| Exercise instructions |
Among the entries below, how many lines have the string "aircraft" in them? Only the number should be given.

| Source data |

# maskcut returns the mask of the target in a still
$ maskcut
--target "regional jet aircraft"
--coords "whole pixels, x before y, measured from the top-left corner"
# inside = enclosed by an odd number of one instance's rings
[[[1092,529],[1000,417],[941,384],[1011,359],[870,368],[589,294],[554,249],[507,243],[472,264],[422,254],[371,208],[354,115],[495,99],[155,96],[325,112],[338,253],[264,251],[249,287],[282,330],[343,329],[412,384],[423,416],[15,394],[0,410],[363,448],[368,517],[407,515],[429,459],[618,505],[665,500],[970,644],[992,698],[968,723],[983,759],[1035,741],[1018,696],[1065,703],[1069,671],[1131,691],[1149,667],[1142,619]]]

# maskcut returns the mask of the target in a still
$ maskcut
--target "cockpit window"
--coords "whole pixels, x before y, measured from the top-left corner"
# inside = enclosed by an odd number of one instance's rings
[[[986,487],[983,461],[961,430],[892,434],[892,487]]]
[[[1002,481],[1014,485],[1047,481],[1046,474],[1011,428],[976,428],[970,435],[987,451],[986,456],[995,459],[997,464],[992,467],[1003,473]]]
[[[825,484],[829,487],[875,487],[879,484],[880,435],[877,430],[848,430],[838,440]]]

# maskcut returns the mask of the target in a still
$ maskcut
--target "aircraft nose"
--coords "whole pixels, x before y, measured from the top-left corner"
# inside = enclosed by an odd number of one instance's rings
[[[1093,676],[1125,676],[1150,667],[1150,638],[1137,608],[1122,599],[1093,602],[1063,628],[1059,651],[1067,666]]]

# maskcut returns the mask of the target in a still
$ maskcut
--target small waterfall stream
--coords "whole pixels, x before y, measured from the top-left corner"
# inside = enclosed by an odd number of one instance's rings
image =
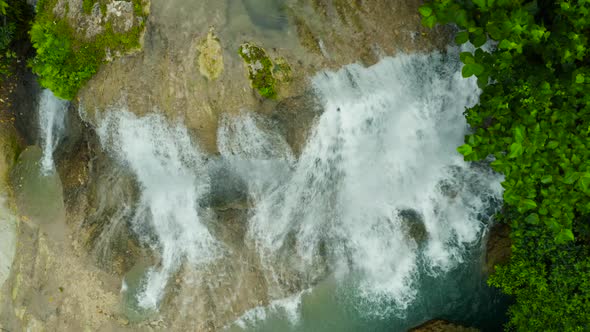
[[[39,128],[43,158],[41,172],[49,174],[53,171],[53,152],[64,135],[64,122],[69,102],[53,95],[49,89],[41,92],[39,100]]]
[[[168,125],[155,114],[138,118],[111,111],[98,132],[102,145],[131,169],[140,186],[131,223],[141,240],[161,254],[161,261],[148,271],[138,303],[155,309],[170,275],[185,259],[201,264],[216,255],[216,241],[203,225],[199,207],[209,188],[203,157],[186,128]]]

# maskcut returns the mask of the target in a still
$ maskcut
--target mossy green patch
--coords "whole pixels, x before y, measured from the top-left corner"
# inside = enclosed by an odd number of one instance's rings
[[[251,43],[244,43],[240,46],[238,53],[248,67],[252,87],[264,98],[276,98],[276,79],[272,73],[274,64],[264,49]]]
[[[82,11],[84,14],[90,14],[92,12],[92,7],[94,7],[95,0],[84,0],[82,1]],[[69,5],[69,3],[66,3]]]
[[[94,6],[96,0],[85,0],[84,6]],[[98,0],[101,15],[106,17],[107,0]],[[141,0],[132,0],[134,12],[140,12],[139,24],[129,31],[115,32],[112,23],[104,25],[104,31],[92,38],[86,38],[85,31],[78,31],[68,23],[67,17],[58,17],[53,9],[57,0],[41,0],[30,35],[37,50],[30,65],[39,76],[40,84],[63,99],[72,99],[105,62],[107,50],[126,53],[140,47],[140,36],[144,29],[145,16]],[[136,7],[139,6],[139,9]]]

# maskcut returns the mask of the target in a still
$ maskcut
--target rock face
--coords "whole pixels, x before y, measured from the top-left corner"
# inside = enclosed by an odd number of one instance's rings
[[[181,120],[205,151],[216,153],[222,114],[242,109],[270,114],[277,103],[303,95],[309,88],[307,78],[323,69],[353,62],[370,65],[384,55],[446,45],[444,33],[421,26],[419,4],[390,0],[154,2],[143,52],[104,66],[79,96],[91,122],[123,101],[139,115],[157,111],[173,121]],[[272,60],[272,77],[284,82],[275,87],[275,99],[261,98],[252,84],[251,65],[239,54],[245,43],[263,50]]]
[[[408,332],[479,332],[478,329],[464,327],[442,319],[433,319]]]
[[[213,28],[199,44],[199,71],[208,80],[216,80],[223,71],[223,53]]]
[[[65,18],[76,32],[86,39],[91,39],[105,31],[110,25],[113,31],[124,33],[143,23],[143,18],[135,12],[132,1],[78,1],[57,0],[53,13]],[[90,3],[88,6],[86,3]],[[138,1],[142,3],[142,1]],[[147,2],[145,2],[147,6]]]
[[[486,244],[484,273],[491,274],[496,265],[508,263],[512,253],[510,227],[506,224],[495,224],[490,230]]]

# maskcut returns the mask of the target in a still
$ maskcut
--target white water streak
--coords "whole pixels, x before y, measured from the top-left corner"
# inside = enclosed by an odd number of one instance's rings
[[[501,199],[500,177],[456,152],[468,129],[463,111],[479,90],[442,55],[350,65],[318,74],[313,86],[324,113],[294,171],[274,186],[246,178],[250,188],[262,188],[251,193],[249,237],[277,257],[294,238],[302,272],[327,248],[333,269],[345,265],[361,276],[365,300],[403,310],[417,294],[420,262],[432,274],[462,262],[491,202]],[[220,139],[231,140],[224,130]],[[244,127],[233,140],[260,137],[248,130],[259,128]],[[282,174],[265,173],[265,181]],[[423,223],[423,242],[410,234],[409,223],[419,221],[404,217],[407,211]]]
[[[64,135],[65,116],[69,102],[53,95],[49,89],[41,92],[39,100],[39,129],[43,158],[41,172],[47,175],[53,171],[53,152]]]
[[[185,127],[171,126],[156,114],[137,117],[111,111],[100,120],[98,132],[101,144],[131,169],[140,185],[132,224],[142,240],[161,253],[161,264],[148,272],[138,302],[155,309],[170,275],[185,259],[204,264],[217,255],[216,240],[199,207],[209,190],[202,154]]]

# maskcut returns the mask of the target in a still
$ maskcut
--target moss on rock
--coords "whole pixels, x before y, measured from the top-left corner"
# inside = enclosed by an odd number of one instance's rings
[[[223,72],[223,51],[213,28],[199,44],[199,71],[208,80],[216,80]]]
[[[264,98],[276,98],[276,79],[272,73],[274,64],[266,51],[254,44],[244,43],[238,52],[248,67],[252,87]]]
[[[31,29],[37,49],[31,66],[40,84],[72,99],[110,54],[140,49],[147,6],[143,0],[40,0]]]

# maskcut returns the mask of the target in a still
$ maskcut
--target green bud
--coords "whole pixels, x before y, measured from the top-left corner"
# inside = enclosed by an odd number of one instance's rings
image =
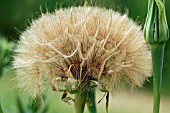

| Solution for this task |
2